Copy out the data so that nothing differs from the original.

── DATA FOR REVIEW

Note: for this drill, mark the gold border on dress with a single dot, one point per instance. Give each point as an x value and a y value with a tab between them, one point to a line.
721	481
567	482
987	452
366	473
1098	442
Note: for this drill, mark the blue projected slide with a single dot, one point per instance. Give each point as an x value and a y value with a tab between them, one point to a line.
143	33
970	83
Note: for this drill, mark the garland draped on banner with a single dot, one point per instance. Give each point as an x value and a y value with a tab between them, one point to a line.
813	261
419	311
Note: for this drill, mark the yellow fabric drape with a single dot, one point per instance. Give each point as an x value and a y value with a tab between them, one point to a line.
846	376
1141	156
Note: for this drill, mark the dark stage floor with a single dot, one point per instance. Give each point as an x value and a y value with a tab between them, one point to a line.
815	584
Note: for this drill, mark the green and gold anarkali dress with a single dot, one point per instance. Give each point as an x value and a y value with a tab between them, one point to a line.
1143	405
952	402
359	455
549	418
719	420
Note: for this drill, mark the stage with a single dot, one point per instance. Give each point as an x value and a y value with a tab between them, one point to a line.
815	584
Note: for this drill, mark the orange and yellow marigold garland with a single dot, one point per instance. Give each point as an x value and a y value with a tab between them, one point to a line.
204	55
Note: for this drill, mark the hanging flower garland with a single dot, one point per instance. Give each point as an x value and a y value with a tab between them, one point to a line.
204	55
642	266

────

▶ [FINAL ANSWER]:
Note: for this drill, mark the gold border on dress with a single dot, one point per instance. Give each point as an x value and a y value with a tab between them, one point to a line.
721	481
567	482
987	452
366	473
1098	442
Note: for this drill, mark the blue projected slide with a single dot, one point per instance. Give each point as an x value and a y value with a tab between them, one point to a line.
143	33
970	83
Note: for this drill, mark the garland draped on banner with a single dot, one point per instance. Give each point as an x value and a y value with a tab between them, one point to a line.
813	261
419	311
Note: for this drill, mark the yellow fabric drape with a single dot, one point per instance. Give each point as an x value and a y value with a tab between them, one point to a line.
846	376
1141	156
Note: for this drill, mark the dark stage floor with a single dot, one point per instance. Give each point as an x value and a y value with a tab between them, one point to a line.
815	584
Note: for this drill, mark the green and gold anarkali dress with a single dot, one point per instance. Give each point as an x value and a y value with a tab between them, one point to a line.
1143	405
952	402
359	455
549	418
719	420
Note: for this drill, mark the stage with a single dot, one point per instance. Give each point as an x value and a y value with a tab between them, one point to a line.
815	584
Note: for this drill, mark the orange and yellow marigold garland with a single dot, one point per instance. Give each point as an x value and a y value with a tab between them, one point to a line.
204	55
Note: for this drill, mark the hanging flower garland with a single dot, one point per instance. Give each point as an x value and a y value with a tab between them, one point to a line.
204	55
642	266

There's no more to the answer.